BEGIN RECORDS PROVIDED
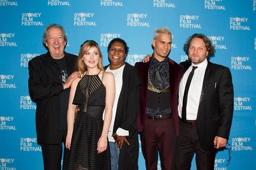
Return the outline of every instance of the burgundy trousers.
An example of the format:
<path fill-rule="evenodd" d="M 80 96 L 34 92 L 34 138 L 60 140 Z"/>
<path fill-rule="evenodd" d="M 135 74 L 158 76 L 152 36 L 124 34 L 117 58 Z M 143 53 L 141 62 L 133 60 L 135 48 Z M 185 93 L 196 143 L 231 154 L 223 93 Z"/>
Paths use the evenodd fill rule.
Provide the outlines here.
<path fill-rule="evenodd" d="M 146 118 L 140 139 L 146 169 L 157 169 L 158 152 L 162 170 L 174 168 L 176 138 L 173 118 Z"/>

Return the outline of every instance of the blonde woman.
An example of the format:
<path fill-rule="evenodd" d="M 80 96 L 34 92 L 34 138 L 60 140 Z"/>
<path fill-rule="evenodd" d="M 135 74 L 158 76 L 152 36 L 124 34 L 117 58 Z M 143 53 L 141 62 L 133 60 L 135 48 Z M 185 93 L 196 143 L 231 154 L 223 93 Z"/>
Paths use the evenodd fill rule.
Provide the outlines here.
<path fill-rule="evenodd" d="M 103 71 L 102 54 L 94 41 L 81 45 L 77 70 L 80 78 L 73 82 L 69 97 L 64 169 L 110 169 L 107 135 L 115 80 Z M 79 111 L 74 120 L 77 105 Z"/>

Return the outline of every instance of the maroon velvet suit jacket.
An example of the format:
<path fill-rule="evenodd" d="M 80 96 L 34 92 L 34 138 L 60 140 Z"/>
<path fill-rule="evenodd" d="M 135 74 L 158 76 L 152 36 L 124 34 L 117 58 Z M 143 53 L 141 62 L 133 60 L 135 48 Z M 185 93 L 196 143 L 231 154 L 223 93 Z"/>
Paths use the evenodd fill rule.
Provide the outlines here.
<path fill-rule="evenodd" d="M 175 132 L 179 134 L 179 117 L 178 114 L 178 91 L 183 72 L 183 67 L 172 60 L 168 60 L 170 76 L 170 101 L 173 120 L 174 124 Z M 135 63 L 138 70 L 139 76 L 141 86 L 140 87 L 140 108 L 137 116 L 137 125 L 139 132 L 141 132 L 144 127 L 146 118 L 146 108 L 148 99 L 148 78 L 149 63 L 150 62 Z"/>

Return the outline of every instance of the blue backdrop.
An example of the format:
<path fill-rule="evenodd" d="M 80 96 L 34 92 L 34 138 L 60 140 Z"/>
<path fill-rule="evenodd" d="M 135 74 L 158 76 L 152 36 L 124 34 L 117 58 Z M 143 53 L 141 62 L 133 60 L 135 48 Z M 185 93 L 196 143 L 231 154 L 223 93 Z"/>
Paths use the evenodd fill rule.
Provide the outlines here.
<path fill-rule="evenodd" d="M 216 49 L 212 61 L 229 67 L 234 86 L 232 160 L 227 166 L 228 150 L 219 152 L 215 169 L 256 169 L 255 14 L 256 0 L 0 0 L 0 169 L 43 169 L 28 62 L 46 52 L 43 33 L 53 23 L 65 28 L 67 52 L 77 54 L 84 41 L 94 40 L 104 65 L 115 37 L 127 42 L 126 61 L 134 65 L 152 53 L 160 27 L 171 31 L 170 57 L 178 63 L 187 58 L 183 45 L 189 36 L 207 35 Z M 139 167 L 145 169 L 141 150 Z"/>

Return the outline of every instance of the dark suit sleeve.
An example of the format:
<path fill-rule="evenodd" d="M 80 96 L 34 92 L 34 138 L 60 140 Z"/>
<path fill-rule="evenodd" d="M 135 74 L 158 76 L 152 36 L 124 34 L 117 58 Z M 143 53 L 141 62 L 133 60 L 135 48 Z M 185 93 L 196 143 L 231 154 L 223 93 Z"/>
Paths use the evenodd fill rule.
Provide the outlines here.
<path fill-rule="evenodd" d="M 47 84 L 44 80 L 47 77 L 47 73 L 43 73 L 45 71 L 38 61 L 29 62 L 28 71 L 30 95 L 33 101 L 51 97 L 63 91 L 63 85 L 60 82 L 51 82 L 52 80 L 49 80 L 49 83 Z"/>
<path fill-rule="evenodd" d="M 131 129 L 134 130 L 133 126 L 136 121 L 139 110 L 140 85 L 137 70 L 133 67 L 131 71 L 128 75 L 129 82 L 128 88 L 127 101 L 126 101 L 127 117 L 125 121 L 120 126 L 121 128 L 129 131 Z"/>
<path fill-rule="evenodd" d="M 228 139 L 233 117 L 234 91 L 231 73 L 227 67 L 223 69 L 218 88 L 220 119 L 217 136 Z"/>

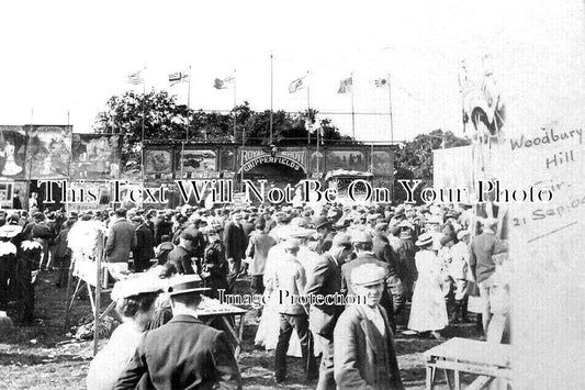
END RECORDS PROVIDED
Return the lines exactly as they appear in the records, beginning at the start of the records and stopping after the line that contains "146 118 L 140". Leave the pictures out of your answer.

Return the outline of every instance of the burgundy trousers.
An example of the format:
<path fill-rule="evenodd" d="M 80 96 L 34 92 L 34 138 L 60 140 Z"/>
<path fill-rule="evenodd" d="M 135 74 L 158 76 L 152 36 L 124 34 L 117 58 Z M 143 53 L 141 62 L 133 60 L 135 48 Z M 185 93 L 196 143 L 231 154 L 223 93 Z"/>
Paths use the evenodd fill rule.
Provide the outlines here.
<path fill-rule="evenodd" d="M 146 118 L 140 139 L 146 169 L 157 169 L 158 152 L 162 170 L 174 168 L 176 138 L 173 118 Z"/>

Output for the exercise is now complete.